• DATA SECTION:
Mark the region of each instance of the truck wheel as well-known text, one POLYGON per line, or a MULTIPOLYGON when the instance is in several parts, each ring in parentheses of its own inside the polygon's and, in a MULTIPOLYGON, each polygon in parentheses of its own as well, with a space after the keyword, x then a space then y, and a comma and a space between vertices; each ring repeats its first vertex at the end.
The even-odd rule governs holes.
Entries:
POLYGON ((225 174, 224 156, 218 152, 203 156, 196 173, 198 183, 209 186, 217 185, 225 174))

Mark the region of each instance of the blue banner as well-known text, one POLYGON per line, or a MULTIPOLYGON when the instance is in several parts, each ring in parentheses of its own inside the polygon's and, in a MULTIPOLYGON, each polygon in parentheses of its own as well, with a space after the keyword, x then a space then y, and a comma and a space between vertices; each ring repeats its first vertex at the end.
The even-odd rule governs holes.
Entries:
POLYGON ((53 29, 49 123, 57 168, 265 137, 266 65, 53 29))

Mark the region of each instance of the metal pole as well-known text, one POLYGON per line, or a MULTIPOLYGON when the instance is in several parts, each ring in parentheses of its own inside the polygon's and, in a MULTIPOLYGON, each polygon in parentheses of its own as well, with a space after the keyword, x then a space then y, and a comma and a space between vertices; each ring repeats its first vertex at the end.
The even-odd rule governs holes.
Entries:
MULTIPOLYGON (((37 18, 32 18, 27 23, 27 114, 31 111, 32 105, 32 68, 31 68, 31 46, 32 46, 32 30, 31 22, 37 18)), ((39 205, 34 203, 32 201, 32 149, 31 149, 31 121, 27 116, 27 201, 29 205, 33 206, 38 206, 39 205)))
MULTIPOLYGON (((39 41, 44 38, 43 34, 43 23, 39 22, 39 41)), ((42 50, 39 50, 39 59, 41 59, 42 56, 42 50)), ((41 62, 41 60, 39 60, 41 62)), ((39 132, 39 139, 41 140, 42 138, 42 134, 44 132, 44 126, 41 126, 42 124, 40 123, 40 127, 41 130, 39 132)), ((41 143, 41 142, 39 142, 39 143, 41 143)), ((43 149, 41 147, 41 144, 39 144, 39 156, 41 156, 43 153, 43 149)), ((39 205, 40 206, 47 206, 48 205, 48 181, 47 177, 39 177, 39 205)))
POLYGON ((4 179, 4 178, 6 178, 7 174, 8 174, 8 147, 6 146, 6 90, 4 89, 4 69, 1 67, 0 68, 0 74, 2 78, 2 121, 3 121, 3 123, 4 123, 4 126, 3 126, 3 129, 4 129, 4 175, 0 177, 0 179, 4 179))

• TASK STATEMENT: Copy the listing above in full, swapping "even-odd rule" for "nonzero winding rule" wherever it occurs and leaving every other character as it is.

• RESULT OF THIS EXERCISE:
Mark the region of each instance of the truck wheel as well-known text, one POLYGON per line, or a MULTIPOLYGON when the instance is in several parts, each ring in parentheses of its own inside the polygon's and, in a MULTIPOLYGON, each polygon in parentheses of its own as well, with a space after the keyword, x then a space then y, and a comma and a space between vertices; each ring repeats its first vertex at the end.
The nonzero winding rule governs holes.
Entries:
POLYGON ((225 174, 224 156, 218 152, 203 156, 196 173, 198 183, 209 186, 217 185, 225 174))

Mark the region of each instance of the blue banner as well-known text, one POLYGON per line, or a MULTIPOLYGON when the instance is in several parts, each ring in parentheses of its own inside the polygon's and, in a MULTIPOLYGON, each polygon in parentheses of its own as well, with a space after the keyword, x then a space then y, and a comma and a space between vertices; each ring repeats its first vertex at the end.
The nonzero winding rule governs holes.
Entries:
POLYGON ((53 29, 49 123, 57 168, 265 137, 266 65, 53 29))

Mark the region of each instance of the metal pole as well-known text, one POLYGON per line, or a MULTIPOLYGON when the instance is in several parts, each ring in parentheses of its own inside the polygon's and, in a MULTIPOLYGON, each polygon in parentheses of its own as well, with a space after the keyword, x then a space then y, and a comma and a space between vertices; each ring repeats its first vertex at the end.
The nonzero winding rule governs holes.
Entries:
MULTIPOLYGON (((37 18, 32 18, 27 23, 27 114, 31 111, 32 105, 32 68, 31 68, 31 46, 32 46, 32 30, 31 22, 37 18)), ((39 205, 34 203, 32 201, 32 149, 31 149, 31 121, 27 116, 27 201, 29 205, 33 206, 38 206, 39 205)))
MULTIPOLYGON (((39 41, 44 38, 43 34, 43 23, 39 22, 39 41)), ((42 50, 39 50, 39 59, 41 59, 42 56, 42 50)), ((41 62, 41 60, 39 60, 41 62)), ((39 132, 39 139, 41 140, 42 138, 42 134, 44 132, 44 126, 41 126, 42 124, 40 123, 40 127, 41 130, 39 132)), ((41 143, 41 142, 39 142, 39 143, 41 143)), ((43 149, 41 147, 41 144, 39 144, 39 156, 41 156, 43 153, 43 149)), ((39 205, 40 206, 47 206, 48 205, 48 181, 47 177, 39 177, 39 205)))
POLYGON ((4 179, 4 178, 6 178, 7 174, 8 174, 8 147, 6 146, 6 90, 4 89, 4 69, 1 67, 0 68, 0 74, 2 78, 2 121, 3 121, 3 123, 4 123, 4 126, 3 126, 3 129, 4 129, 4 175, 0 177, 0 179, 4 179))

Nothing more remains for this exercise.